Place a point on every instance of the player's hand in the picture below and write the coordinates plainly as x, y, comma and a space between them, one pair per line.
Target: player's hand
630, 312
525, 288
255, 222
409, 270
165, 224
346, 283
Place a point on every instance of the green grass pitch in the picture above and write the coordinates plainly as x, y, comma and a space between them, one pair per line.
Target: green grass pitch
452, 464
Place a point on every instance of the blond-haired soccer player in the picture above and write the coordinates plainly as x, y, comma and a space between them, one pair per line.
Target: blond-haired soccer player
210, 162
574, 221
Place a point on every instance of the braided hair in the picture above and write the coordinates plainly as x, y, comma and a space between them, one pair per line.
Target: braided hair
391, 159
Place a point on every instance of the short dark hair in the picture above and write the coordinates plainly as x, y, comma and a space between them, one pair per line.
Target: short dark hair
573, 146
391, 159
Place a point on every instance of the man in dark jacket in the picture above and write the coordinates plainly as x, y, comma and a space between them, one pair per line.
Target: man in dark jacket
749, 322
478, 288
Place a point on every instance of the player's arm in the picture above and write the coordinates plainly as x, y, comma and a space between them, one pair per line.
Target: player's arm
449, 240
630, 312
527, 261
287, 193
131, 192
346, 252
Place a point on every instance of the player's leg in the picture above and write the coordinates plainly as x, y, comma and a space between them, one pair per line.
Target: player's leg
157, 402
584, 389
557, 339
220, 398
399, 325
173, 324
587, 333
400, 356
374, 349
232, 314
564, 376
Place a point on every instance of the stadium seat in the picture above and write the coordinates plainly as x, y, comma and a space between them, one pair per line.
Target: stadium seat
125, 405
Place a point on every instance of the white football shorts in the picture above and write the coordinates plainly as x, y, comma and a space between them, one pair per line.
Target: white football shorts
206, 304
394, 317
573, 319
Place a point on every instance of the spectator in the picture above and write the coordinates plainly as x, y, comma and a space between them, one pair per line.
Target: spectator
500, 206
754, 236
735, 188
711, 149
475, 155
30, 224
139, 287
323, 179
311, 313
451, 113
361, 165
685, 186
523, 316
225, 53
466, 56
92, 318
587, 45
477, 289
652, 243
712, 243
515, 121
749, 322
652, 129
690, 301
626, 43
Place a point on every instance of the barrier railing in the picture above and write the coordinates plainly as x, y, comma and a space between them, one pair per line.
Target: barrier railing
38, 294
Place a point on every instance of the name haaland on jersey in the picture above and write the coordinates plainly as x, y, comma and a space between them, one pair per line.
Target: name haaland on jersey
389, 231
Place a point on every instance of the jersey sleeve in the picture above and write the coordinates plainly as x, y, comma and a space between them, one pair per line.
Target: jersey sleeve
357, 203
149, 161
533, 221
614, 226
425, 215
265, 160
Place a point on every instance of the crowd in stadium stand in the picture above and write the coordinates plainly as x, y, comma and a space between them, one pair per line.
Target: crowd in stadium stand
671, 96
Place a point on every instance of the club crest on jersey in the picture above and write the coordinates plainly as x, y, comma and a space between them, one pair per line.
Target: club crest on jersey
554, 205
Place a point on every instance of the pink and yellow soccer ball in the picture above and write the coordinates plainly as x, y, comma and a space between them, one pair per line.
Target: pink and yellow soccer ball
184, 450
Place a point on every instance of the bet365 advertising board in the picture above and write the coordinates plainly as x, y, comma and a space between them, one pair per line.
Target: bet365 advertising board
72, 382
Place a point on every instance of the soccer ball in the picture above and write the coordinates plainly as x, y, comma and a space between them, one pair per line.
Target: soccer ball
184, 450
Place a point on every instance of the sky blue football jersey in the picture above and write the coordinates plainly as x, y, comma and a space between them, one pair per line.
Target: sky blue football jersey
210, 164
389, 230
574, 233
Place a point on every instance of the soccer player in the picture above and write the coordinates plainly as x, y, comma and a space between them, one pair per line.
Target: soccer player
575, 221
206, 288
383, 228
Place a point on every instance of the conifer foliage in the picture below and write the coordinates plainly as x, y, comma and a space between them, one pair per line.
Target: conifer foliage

·····

Task description: If the word "below" appears in a line above, copy that line.

Finished exercise:
Place a point on every instance of the player's hand in the picture below and write the coordinates plainly as x, y, comma and a space between them, one pair per line.
Place a point on every instance of the conifer foliage in the picture below and write the coordinates plainly as x, y, comma and a space between them, one pair per line.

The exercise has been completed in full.